**EXTRACT:**
_ _ _ _

Traditionally, a candidate who waited too long to hire a campaign staff risked losing all the best talent to rival candidates. Hire too early, and the campaign’s payroll costs quickly balloon, burning through contributions that are capped at $2,700 per donor.

Now candidates set up super PACs and other vehicles before entering the race and fill their bank accounts with six- and seven-figure checks from wealthy supporters. Those groups, in turn, can employ the candidate’s campaign staff-in-waiting.

Mr. Walker’s operation, for example, has hired advisers to handle fund-raising, Christian conservative outreach, polling and more. These advisers are not working for his campaign, which does not yet exist. Instead, all are on the payroll of a tax exempt organization, Our American Revival, for which Mr. Walker has already raised more than $5 million.

“Governor Walker does not sit on O.A.R.’s board or otherwise control it,” said AshLee Strong, a spokeswoman for the group. “He is simply working with us to advance a big, bold conservative reform agenda across the country.”

The outsourcing even extends to the daily work of “rapid-response,” or reacting to criticisms in the news media or from other candidates.

When a Washington Post fact-checker sought clarification from the Republican campaign of Carly Fiorina about claims she had made about her business career, he was directed to an independent super PAC for some of the answers. The name of the super PAC: Carly for America.

“The super PAC has just been very vocal in defending her, so I thought that they’d be good to talk to,” explained Ms. Fiorina’s spokeswoman, Sarah Isgur Flores. Ms. Flores works for the campaign, which is registered as Carly for President.

Campaign lawyers in both parties say their efforts to circumvent the candidate contribution limits, however suspect they may appear, are fully consistent with existing laws and regulations. And to some extent, the model being pioneered in 2016 is merely a culmination of piecemeal efforts undertaken in past campaigns

Richard L. Hasen, a professor and campaign finance expert at the University of California, Irvine, School of Law, said it had become hard even for him to know what is legal anymore.

_ _ _ _

**RECORDED INFORMATION:**
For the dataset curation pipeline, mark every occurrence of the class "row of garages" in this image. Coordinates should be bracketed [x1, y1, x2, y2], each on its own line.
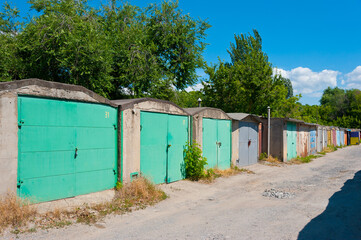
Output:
[262, 118, 360, 161]
[0, 79, 360, 202]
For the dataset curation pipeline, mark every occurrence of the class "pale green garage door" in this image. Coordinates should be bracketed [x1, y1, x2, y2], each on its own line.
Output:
[202, 118, 231, 169]
[18, 96, 117, 202]
[140, 111, 188, 184]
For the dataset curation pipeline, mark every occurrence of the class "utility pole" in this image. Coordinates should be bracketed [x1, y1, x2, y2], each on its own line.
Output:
[267, 106, 271, 157]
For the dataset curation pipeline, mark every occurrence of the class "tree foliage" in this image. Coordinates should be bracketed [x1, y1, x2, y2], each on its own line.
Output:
[0, 0, 209, 99]
[204, 30, 300, 116]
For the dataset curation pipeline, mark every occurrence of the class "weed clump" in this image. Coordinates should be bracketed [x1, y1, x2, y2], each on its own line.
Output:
[0, 193, 36, 233]
[201, 165, 254, 183]
[0, 177, 167, 234]
[184, 143, 207, 181]
[260, 153, 283, 167]
[288, 155, 321, 164]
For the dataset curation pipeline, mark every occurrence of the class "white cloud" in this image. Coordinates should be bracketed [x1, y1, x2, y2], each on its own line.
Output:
[345, 66, 361, 89]
[273, 67, 340, 97]
[185, 83, 203, 92]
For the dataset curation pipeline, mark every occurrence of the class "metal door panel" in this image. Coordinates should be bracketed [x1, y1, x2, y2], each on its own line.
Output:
[75, 168, 116, 195]
[327, 130, 332, 145]
[18, 174, 75, 203]
[238, 121, 249, 166]
[18, 96, 117, 201]
[310, 130, 316, 154]
[74, 103, 117, 195]
[217, 120, 232, 169]
[167, 115, 188, 182]
[18, 96, 77, 127]
[202, 118, 218, 168]
[18, 96, 76, 202]
[248, 123, 258, 165]
[287, 122, 297, 160]
[140, 112, 168, 184]
[18, 150, 75, 180]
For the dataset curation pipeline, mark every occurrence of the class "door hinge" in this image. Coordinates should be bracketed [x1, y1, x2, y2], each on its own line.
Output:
[16, 180, 24, 188]
[18, 120, 25, 128]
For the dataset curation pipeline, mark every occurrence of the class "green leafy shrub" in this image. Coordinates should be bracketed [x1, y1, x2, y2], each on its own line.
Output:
[184, 143, 207, 181]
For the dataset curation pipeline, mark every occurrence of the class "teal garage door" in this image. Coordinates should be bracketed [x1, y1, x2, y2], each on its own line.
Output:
[202, 118, 231, 169]
[287, 122, 297, 160]
[18, 96, 117, 202]
[140, 111, 188, 184]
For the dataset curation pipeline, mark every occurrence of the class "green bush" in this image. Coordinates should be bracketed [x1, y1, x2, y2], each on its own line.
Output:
[184, 143, 207, 181]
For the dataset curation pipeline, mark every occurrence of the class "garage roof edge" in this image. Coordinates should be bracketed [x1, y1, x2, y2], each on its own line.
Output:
[111, 98, 189, 115]
[185, 107, 232, 119]
[0, 78, 117, 107]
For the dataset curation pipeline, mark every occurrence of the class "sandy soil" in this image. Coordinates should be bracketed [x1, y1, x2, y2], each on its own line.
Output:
[3, 146, 361, 240]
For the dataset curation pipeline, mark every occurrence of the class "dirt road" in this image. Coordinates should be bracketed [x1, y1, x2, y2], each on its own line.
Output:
[7, 146, 361, 240]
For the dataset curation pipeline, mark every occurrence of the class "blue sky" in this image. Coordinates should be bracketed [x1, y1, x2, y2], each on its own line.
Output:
[6, 0, 361, 104]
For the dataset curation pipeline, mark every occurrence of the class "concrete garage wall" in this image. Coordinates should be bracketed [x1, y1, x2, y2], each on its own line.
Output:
[185, 107, 233, 151]
[0, 92, 18, 194]
[112, 98, 188, 183]
[0, 79, 112, 194]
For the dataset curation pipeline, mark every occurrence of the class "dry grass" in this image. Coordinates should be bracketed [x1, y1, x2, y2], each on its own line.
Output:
[200, 166, 254, 183]
[322, 145, 337, 153]
[260, 155, 284, 167]
[0, 178, 167, 234]
[0, 193, 36, 233]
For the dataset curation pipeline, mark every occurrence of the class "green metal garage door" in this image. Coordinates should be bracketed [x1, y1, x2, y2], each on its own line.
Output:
[140, 111, 188, 184]
[18, 96, 117, 202]
[287, 122, 297, 161]
[202, 118, 231, 169]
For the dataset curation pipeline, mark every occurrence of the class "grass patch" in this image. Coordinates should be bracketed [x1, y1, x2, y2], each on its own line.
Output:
[0, 178, 167, 234]
[200, 165, 255, 183]
[0, 193, 36, 233]
[287, 155, 321, 164]
[260, 155, 283, 167]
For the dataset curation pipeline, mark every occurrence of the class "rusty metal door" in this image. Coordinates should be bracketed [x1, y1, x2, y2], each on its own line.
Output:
[238, 122, 258, 166]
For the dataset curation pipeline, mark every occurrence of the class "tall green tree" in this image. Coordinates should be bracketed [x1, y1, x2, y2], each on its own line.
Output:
[18, 0, 114, 97]
[0, 0, 210, 99]
[0, 3, 21, 81]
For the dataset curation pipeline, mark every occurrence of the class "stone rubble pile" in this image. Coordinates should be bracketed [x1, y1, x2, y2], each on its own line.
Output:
[262, 188, 295, 199]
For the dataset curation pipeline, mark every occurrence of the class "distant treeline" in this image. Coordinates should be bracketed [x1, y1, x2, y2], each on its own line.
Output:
[0, 0, 361, 128]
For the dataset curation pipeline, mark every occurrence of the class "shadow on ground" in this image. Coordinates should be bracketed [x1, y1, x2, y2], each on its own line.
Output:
[298, 171, 361, 240]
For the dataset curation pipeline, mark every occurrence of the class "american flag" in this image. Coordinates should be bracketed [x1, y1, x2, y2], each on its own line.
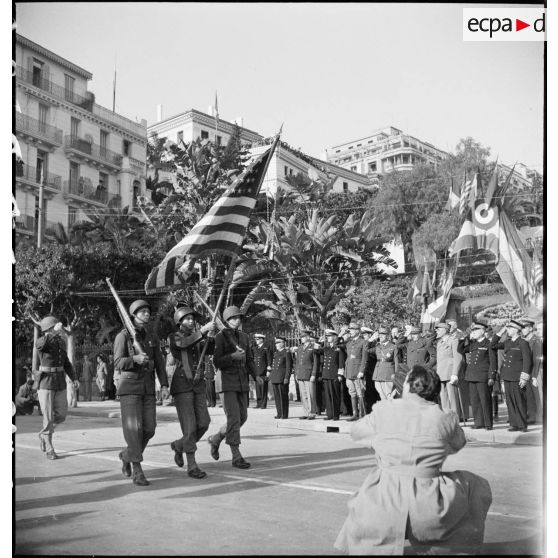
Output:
[145, 137, 278, 294]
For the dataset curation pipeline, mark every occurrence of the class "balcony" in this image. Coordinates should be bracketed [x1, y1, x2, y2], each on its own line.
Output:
[16, 165, 62, 199]
[16, 66, 95, 112]
[64, 176, 122, 207]
[16, 112, 62, 151]
[64, 136, 122, 171]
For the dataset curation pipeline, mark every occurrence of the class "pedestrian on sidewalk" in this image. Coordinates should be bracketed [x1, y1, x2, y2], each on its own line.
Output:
[207, 306, 256, 469]
[114, 300, 169, 486]
[35, 316, 79, 460]
[169, 307, 215, 479]
[334, 365, 492, 555]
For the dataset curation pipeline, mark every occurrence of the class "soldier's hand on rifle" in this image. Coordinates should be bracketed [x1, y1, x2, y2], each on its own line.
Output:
[132, 353, 149, 364]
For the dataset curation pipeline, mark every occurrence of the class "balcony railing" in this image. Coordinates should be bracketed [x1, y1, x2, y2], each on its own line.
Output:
[64, 136, 122, 167]
[16, 112, 62, 145]
[16, 165, 62, 191]
[64, 177, 121, 207]
[16, 66, 94, 112]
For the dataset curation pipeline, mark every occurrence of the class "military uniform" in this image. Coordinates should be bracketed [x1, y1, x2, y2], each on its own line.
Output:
[269, 348, 293, 419]
[322, 344, 345, 420]
[458, 337, 498, 429]
[491, 335, 532, 430]
[35, 332, 77, 457]
[252, 345, 273, 409]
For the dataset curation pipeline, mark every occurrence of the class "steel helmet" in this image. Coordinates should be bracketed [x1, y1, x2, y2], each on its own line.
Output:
[41, 316, 60, 333]
[223, 306, 242, 322]
[177, 306, 198, 325]
[130, 300, 151, 316]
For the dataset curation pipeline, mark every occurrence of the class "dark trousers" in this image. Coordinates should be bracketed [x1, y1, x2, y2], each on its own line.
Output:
[174, 388, 211, 453]
[219, 391, 249, 446]
[256, 376, 269, 409]
[205, 380, 217, 407]
[468, 382, 492, 428]
[120, 395, 157, 463]
[504, 380, 527, 428]
[324, 379, 341, 420]
[271, 384, 289, 418]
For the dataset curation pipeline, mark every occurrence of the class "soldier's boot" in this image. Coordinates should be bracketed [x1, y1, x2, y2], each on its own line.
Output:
[186, 452, 207, 479]
[231, 446, 250, 469]
[132, 461, 149, 486]
[347, 397, 358, 421]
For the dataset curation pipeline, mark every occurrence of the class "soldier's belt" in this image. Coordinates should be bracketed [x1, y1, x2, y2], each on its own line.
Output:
[39, 366, 64, 372]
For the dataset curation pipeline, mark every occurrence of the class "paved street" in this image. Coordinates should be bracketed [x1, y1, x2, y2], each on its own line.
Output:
[15, 404, 543, 555]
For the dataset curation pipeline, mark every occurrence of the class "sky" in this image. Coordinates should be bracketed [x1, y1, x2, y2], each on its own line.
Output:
[16, 2, 544, 172]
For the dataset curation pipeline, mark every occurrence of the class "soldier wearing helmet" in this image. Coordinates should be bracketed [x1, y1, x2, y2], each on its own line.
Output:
[169, 306, 215, 479]
[114, 300, 169, 486]
[207, 306, 256, 469]
[35, 316, 79, 460]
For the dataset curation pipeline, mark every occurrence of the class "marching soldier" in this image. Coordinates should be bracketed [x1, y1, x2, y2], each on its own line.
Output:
[253, 333, 272, 409]
[35, 316, 79, 460]
[114, 300, 169, 486]
[269, 337, 293, 419]
[458, 322, 498, 430]
[207, 306, 256, 469]
[345, 322, 368, 421]
[294, 329, 317, 419]
[372, 327, 397, 399]
[322, 329, 345, 420]
[491, 320, 532, 432]
[169, 307, 215, 479]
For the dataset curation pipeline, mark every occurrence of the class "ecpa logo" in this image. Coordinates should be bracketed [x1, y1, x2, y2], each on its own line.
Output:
[463, 8, 546, 41]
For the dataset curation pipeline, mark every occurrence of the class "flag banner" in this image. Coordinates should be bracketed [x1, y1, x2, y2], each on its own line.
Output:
[449, 200, 500, 256]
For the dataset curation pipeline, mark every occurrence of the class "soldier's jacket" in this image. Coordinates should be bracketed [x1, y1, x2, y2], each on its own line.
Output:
[35, 333, 77, 391]
[372, 341, 397, 382]
[169, 331, 215, 395]
[322, 344, 345, 380]
[491, 335, 533, 382]
[295, 343, 318, 381]
[114, 329, 169, 395]
[345, 336, 368, 380]
[457, 337, 498, 382]
[269, 348, 293, 384]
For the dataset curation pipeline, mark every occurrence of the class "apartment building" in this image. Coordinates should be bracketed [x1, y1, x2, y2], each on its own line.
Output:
[15, 34, 147, 245]
[326, 126, 447, 182]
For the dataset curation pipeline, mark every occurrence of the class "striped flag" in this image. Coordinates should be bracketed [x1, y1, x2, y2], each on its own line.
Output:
[145, 136, 279, 294]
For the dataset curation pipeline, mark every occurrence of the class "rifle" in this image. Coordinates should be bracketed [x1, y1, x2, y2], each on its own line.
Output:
[106, 277, 147, 355]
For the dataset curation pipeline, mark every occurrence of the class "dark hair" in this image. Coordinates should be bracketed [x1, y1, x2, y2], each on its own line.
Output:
[407, 364, 441, 401]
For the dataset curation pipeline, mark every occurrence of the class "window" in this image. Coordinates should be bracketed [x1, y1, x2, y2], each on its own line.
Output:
[70, 116, 79, 138]
[64, 74, 76, 102]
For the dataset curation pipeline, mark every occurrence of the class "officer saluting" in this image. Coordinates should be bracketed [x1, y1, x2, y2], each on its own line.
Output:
[457, 322, 498, 430]
[36, 316, 79, 459]
[114, 300, 169, 486]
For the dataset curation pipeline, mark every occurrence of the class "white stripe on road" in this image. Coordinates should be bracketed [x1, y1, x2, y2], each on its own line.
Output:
[16, 443, 537, 521]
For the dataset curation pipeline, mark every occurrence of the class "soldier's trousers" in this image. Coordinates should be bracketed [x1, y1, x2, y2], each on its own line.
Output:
[323, 378, 341, 420]
[38, 389, 68, 451]
[468, 382, 492, 428]
[256, 376, 269, 409]
[504, 380, 527, 428]
[174, 388, 211, 453]
[120, 394, 157, 463]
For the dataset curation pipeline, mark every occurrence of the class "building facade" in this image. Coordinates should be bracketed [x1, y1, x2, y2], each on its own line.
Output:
[326, 126, 447, 182]
[15, 35, 147, 245]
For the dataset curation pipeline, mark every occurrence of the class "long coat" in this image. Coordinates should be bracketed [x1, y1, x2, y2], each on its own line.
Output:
[335, 393, 492, 555]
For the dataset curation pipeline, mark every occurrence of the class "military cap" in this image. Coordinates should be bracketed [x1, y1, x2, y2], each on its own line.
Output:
[223, 306, 243, 322]
[41, 316, 60, 333]
[130, 300, 151, 316]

_ _ _ _

**INSTRUCTIONS:**
1 > In the campaign finance passage, how much has Mr. Walker already raised for Our American Revival?
2 > Duplicate the campaign finance passage from "Traditionally, a candidate" up to and including "than $5 million.".
3 > List every person named in the campaign finance passage.

**RESPONSES TO THE EXERCISE:**
1 > More than $5 million.

2 >
Traditionally, a candidate who waited too long to hire a campaign staff risked losing all the best talent to rival candidates. Hire too early, and the campaign’s payroll costs quickly balloon, burning through contributions that are capped at $2,700 per donor.

Now candidates set up super PACs and other vehicles before entering the race and fill their bank accounts with six- and seven-figure checks from wealthy supporters. Those groups, in turn, can employ the candidate’s campaign staff-in-waiting.

Mr. Walker’s operation, for example, has hired advisers to handle fund-raising, Christian conservative outreach, polling and more. These advisers are not working for his campaign, which does not yet exist. Instead, all are on the payroll of a tax exempt organization, Our American Revival, for which Mr. Walker has already raised more than $5 million.

3 >
Mr. Walker
AshLee Strong
Carly Fiorina
Sarah Isgur Flores
Richard L. Hasen